## To be done:
Reproduce every line of the entries below, instruction text included, raising each coordinate value in the bracketed [x, y] answer pairs by 120.

## Point placement entries:

________________________

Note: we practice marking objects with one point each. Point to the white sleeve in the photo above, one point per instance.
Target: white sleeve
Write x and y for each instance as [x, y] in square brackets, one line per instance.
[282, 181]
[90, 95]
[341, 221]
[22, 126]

________________________

## Response for this exercise:
Note: we practice marking objects with one point each. Point to the white sleeve in the photo above, one point per instance.
Target: white sleeve
Write x and y for each instance as [x, y] in square brackets, one line per instance.
[402, 301]
[210, 215]
[461, 341]
[142, 246]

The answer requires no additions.